* **The tasks**:
1. For the farm pricing text, say whether each statement agrees with it, answering yes or no and quoting the deciding words exactly: (a) heirloom tomatoes command an average of $4 to $6 per pound; (b) farm tour fees would be set case by case; (c) lettuce, peas, and beans are given as short days crops.
2. Rewrite the part of the rows that opens with the line containing "the white hard" and runs through the end of the rows, both ends and the requests included, raising every coordinate in the answers by 106.

* **Supplied text**:
○ ○ ○ ○ ○ ○ ○

Product mix for all sales other than CSA shares would be limited to a few crop varieties so that quality and consistency could be maintained throughout season.

High value crops, such as tomatoes and peppers would be emphasized as well as short days crops like lettuce, peas, and beans.

Heirloom tomatoes in particular command an average of $4 to $6/lb, especially earlier on in the season, which could generate a substantial amount of revenue throughout the length of a season. 300 plants growing an average of 15lbs of tomatoes per plant at $5/lb could generate between $15K and $20K depending upon cull rates and other environmental factors.

Dynamic pricing would play more of a role with direct marketed products as seasonal variations and quantities of product fluctuated.
Usage Fee
Usage fees would be generated through on farm experiences in most cases. Agritourism will play the biggest role in generating usage fees through activities such as farm tours, classes, and events. Dynamic pricing would used to determine fees for such events because each event will likely be different in terms of time requirement, consumer segment, and level of involvement e.g. curriculum development. For instance, I would ideally like to charge per person for farm tours to provide consistency for these types of experiences instead of charging different prices case by case.

○ ○ ○ ○ ○ ○ ○

* **Material provided**:
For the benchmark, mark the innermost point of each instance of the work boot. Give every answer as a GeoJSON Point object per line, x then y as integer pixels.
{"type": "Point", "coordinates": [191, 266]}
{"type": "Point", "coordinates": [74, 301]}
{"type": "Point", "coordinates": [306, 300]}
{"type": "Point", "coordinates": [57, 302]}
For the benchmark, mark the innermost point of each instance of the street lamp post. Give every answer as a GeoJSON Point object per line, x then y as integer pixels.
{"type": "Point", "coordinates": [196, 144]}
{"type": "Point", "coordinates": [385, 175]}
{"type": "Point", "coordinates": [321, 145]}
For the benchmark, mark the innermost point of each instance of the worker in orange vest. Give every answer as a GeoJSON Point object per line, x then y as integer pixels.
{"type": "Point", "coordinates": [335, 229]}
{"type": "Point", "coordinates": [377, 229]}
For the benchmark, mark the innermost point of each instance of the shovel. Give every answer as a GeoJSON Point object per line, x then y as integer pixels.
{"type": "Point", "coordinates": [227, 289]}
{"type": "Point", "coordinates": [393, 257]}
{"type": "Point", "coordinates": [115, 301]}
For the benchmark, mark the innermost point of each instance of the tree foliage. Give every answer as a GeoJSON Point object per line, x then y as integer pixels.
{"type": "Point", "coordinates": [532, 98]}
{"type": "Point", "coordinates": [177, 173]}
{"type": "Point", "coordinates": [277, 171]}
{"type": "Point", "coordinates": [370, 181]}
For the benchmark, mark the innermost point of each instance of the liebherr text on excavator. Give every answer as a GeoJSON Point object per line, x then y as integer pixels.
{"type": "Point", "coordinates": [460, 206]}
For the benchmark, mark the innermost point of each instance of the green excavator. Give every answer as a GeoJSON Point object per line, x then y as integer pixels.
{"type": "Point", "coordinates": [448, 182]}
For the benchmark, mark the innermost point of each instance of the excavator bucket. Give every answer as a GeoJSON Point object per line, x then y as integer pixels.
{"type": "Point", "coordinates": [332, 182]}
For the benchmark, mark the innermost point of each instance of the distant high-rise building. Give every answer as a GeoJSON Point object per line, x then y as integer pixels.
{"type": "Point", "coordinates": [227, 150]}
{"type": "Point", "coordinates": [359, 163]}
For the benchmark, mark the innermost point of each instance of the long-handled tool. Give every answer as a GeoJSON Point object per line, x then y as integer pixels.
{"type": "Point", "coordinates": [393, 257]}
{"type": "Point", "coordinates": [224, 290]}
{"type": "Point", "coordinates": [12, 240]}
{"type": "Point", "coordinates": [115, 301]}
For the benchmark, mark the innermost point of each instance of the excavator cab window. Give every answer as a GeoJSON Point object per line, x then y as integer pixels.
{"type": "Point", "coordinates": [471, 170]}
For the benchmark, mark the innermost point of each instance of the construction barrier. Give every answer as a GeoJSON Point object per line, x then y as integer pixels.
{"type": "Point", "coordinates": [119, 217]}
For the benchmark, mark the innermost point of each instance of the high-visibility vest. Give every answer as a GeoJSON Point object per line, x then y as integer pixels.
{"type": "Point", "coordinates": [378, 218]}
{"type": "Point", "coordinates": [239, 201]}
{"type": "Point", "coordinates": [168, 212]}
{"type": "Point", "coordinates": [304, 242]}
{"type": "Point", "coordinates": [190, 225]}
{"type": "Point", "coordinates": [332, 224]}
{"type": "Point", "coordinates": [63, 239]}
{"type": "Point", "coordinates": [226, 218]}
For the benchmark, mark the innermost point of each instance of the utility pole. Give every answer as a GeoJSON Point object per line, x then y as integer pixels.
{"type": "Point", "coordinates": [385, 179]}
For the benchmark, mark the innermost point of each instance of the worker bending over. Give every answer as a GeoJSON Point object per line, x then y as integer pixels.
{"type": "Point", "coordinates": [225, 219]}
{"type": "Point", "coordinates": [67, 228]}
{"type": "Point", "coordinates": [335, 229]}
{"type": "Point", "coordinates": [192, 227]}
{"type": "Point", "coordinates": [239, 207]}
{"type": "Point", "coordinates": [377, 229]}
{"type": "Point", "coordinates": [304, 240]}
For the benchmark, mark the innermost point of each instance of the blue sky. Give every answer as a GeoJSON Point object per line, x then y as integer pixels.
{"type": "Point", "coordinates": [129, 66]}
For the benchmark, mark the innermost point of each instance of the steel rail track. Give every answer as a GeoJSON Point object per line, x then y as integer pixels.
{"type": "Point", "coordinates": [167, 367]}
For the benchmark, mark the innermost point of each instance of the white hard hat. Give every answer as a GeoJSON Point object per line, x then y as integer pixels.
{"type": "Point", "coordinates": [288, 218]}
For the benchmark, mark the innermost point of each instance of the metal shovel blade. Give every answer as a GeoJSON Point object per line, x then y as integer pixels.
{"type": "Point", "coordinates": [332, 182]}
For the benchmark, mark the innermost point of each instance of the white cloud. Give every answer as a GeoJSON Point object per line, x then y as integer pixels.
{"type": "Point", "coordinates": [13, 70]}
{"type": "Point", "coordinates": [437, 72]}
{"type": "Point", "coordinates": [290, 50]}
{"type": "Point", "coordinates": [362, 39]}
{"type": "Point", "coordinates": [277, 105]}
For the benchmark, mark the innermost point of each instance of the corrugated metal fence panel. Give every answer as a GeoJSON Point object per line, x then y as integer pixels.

○ ○ ○ ○ ○ ○ ○

* **Solutions per task**:
1.
(a) Yes: "Heirloom tomatoes in particular command an average of $4 to $6/lb"
(b) No: "I would ideally like to charge per person for farm tours to provide consistency for these types of experiences instead of charging different prices case by case."
(c) Yes: "short days crops like lettuce, peas, and beans"

2.
For the benchmark, mark the innermost point of each instance of the white hard hat. Give every answer as a GeoJSON Point object per line, x then y as integer pixels.
{"type": "Point", "coordinates": [394, 324]}
For the benchmark, mark the innermost point of each instance of the metal shovel blade. Give every answer as a GeoJSON Point object per line, x then y as integer pixels.
{"type": "Point", "coordinates": [438, 288]}
For the benchmark, mark the innermost point of each instance of the white cloud. Give every answer as a GeoJSON Point object per line, x then y as integer pixels.
{"type": "Point", "coordinates": [119, 176]}
{"type": "Point", "coordinates": [543, 178]}
{"type": "Point", "coordinates": [396, 156]}
{"type": "Point", "coordinates": [468, 145]}
{"type": "Point", "coordinates": [383, 211]}
For the benchmark, mark the innermost point of each instance of the corrugated metal fence panel. Give every answer as a GeoJSON Point object per line, x then y as integer pixels.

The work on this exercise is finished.